■ **Aim of the task**: Each line of the entries that mentions the string "below" needs to be reported.

■ **Data for this exercise**:
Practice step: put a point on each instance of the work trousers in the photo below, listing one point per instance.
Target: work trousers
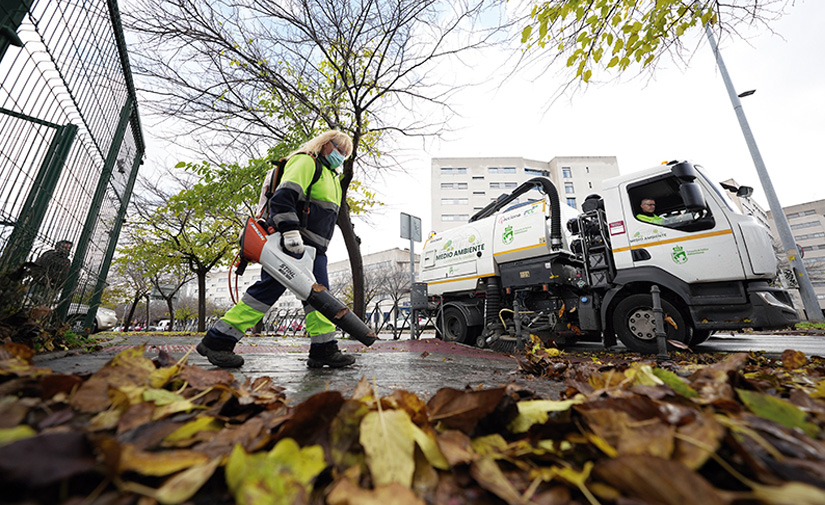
(257, 301)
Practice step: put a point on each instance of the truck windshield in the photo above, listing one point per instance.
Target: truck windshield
(724, 197)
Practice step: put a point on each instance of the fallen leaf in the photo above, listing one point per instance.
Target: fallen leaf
(46, 458)
(344, 492)
(487, 473)
(778, 410)
(456, 447)
(532, 412)
(463, 410)
(159, 463)
(9, 435)
(657, 480)
(792, 360)
(388, 443)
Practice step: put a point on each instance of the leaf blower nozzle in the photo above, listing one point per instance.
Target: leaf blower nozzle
(296, 275)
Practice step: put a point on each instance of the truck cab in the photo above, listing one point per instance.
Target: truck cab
(713, 263)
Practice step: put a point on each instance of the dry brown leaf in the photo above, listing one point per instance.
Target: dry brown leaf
(792, 360)
(657, 480)
(462, 410)
(456, 447)
(346, 493)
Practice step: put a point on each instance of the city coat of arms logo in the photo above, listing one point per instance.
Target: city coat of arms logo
(679, 255)
(507, 237)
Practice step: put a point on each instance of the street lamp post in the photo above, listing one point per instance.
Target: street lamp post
(806, 289)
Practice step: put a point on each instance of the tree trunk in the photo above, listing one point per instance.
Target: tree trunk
(356, 261)
(127, 322)
(201, 300)
(171, 312)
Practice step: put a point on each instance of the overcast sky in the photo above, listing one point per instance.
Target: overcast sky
(678, 114)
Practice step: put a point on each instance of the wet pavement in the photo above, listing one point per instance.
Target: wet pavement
(420, 366)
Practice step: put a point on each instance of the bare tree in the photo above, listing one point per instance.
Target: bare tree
(239, 76)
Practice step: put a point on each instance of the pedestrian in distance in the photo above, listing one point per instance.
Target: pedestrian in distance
(290, 200)
(50, 272)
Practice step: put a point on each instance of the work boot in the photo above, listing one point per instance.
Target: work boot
(224, 358)
(328, 354)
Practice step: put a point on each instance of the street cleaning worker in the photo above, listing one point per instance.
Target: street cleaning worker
(648, 214)
(287, 203)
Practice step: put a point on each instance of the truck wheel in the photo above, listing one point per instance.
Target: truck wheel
(454, 326)
(634, 324)
(699, 336)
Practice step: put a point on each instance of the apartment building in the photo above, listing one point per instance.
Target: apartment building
(807, 222)
(463, 186)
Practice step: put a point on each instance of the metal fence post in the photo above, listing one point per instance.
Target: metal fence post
(114, 235)
(94, 209)
(37, 201)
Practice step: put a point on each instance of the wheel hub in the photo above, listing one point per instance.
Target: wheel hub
(642, 324)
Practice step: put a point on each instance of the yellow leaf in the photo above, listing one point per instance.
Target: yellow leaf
(791, 493)
(388, 443)
(491, 445)
(192, 428)
(160, 377)
(159, 463)
(535, 412)
(305, 463)
(429, 447)
(184, 485)
(9, 435)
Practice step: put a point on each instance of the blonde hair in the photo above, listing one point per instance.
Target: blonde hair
(315, 145)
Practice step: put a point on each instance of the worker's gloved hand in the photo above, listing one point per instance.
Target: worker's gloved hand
(293, 242)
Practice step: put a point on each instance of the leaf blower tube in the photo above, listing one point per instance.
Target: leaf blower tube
(547, 187)
(296, 275)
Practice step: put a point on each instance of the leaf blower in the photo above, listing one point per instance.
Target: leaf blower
(296, 275)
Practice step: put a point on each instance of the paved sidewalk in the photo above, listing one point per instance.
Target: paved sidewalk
(419, 366)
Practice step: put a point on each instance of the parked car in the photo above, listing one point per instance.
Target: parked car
(404, 324)
(105, 319)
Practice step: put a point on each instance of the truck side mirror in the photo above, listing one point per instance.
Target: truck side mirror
(692, 196)
(684, 171)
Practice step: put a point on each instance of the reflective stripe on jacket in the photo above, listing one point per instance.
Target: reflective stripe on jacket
(289, 200)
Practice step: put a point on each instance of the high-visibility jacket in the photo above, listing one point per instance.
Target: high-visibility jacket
(649, 218)
(290, 200)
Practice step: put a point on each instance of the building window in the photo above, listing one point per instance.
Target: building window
(809, 224)
(809, 212)
(810, 235)
(535, 171)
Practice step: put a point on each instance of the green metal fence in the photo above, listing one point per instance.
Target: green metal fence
(70, 143)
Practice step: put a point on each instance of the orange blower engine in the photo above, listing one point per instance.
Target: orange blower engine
(296, 275)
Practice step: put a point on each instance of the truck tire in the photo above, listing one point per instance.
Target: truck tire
(454, 326)
(634, 324)
(699, 336)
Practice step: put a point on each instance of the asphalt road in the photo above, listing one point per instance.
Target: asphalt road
(812, 345)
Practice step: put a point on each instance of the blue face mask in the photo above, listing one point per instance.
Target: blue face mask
(334, 158)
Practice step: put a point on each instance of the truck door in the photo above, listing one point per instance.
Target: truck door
(681, 229)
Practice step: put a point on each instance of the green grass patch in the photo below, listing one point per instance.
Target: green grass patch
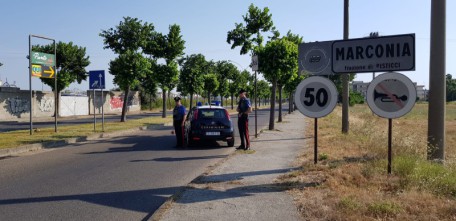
(384, 209)
(22, 137)
(323, 156)
(348, 204)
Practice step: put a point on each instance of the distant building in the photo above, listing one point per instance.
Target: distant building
(361, 87)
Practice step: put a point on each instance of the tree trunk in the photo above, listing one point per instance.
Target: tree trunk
(123, 118)
(164, 103)
(280, 103)
(209, 98)
(150, 102)
(289, 103)
(272, 110)
(57, 104)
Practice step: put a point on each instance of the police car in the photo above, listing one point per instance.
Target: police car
(208, 123)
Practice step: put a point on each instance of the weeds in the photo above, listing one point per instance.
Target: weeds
(417, 189)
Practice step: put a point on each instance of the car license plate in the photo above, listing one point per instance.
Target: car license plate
(212, 133)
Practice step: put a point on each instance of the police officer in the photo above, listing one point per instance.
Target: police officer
(243, 109)
(178, 121)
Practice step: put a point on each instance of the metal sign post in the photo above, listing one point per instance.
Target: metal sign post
(391, 95)
(41, 65)
(316, 97)
(97, 81)
(255, 68)
(94, 113)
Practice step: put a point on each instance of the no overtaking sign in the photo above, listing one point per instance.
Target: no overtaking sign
(391, 95)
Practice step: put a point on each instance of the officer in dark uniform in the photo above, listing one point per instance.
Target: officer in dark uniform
(243, 109)
(178, 121)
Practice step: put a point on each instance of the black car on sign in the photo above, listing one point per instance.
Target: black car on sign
(208, 123)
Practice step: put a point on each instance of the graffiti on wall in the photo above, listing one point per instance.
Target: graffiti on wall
(116, 102)
(17, 105)
(47, 105)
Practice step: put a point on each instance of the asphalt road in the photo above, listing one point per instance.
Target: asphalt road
(122, 178)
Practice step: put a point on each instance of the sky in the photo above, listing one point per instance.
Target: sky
(204, 25)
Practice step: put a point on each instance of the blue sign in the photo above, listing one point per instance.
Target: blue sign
(96, 79)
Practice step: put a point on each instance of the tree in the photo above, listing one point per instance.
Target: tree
(193, 68)
(263, 90)
(234, 85)
(225, 72)
(148, 83)
(127, 40)
(290, 89)
(450, 88)
(128, 70)
(278, 58)
(71, 63)
(288, 76)
(249, 36)
(168, 47)
(210, 85)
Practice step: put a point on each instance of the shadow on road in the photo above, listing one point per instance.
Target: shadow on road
(173, 159)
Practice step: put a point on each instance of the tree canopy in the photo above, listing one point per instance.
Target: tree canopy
(249, 36)
(128, 40)
(71, 63)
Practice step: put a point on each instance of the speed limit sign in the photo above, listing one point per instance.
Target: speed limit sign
(316, 97)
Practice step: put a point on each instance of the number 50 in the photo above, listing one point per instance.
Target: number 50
(321, 97)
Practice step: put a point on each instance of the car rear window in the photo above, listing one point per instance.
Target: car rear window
(211, 113)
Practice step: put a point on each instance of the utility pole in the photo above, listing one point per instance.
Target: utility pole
(345, 90)
(437, 86)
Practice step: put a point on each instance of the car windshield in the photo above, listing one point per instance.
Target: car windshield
(211, 113)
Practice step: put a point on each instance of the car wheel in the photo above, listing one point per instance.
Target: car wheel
(231, 142)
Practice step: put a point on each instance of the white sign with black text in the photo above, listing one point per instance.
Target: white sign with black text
(388, 53)
(391, 95)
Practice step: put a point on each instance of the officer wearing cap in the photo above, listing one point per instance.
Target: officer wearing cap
(178, 121)
(243, 109)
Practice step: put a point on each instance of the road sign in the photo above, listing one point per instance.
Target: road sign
(36, 70)
(315, 58)
(97, 79)
(254, 63)
(43, 58)
(316, 97)
(391, 95)
(42, 71)
(387, 53)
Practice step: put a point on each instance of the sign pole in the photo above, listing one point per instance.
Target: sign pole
(390, 158)
(345, 89)
(30, 84)
(94, 112)
(437, 78)
(102, 111)
(56, 99)
(316, 141)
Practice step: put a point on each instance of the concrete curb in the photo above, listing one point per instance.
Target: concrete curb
(8, 152)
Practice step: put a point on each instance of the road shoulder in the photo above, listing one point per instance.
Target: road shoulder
(245, 186)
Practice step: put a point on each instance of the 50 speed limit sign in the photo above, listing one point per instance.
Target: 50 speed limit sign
(316, 97)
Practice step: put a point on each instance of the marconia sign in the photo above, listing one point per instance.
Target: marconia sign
(388, 53)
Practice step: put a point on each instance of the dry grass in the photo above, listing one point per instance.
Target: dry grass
(350, 181)
(22, 137)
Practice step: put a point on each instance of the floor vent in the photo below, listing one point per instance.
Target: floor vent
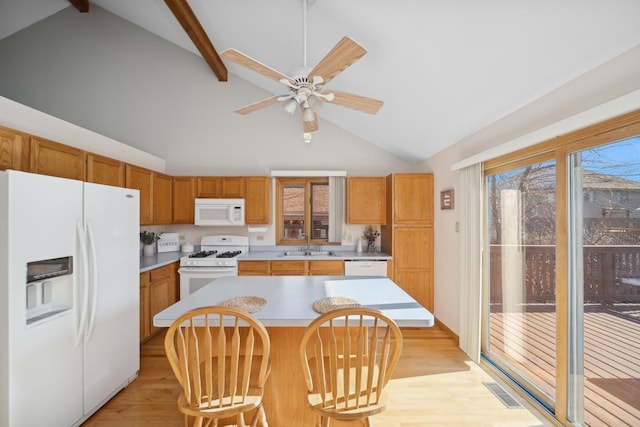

■ **Solution to this task**:
Practice step: put a point on each instance of the work trousers in the photo below, listing one point per instance.
Practice step: put a point on each instance of the green grass patch in the photo below, listing one point per instance.
Practice step: put a point on each instance of the floor vent in the photo below, listing one point per instance.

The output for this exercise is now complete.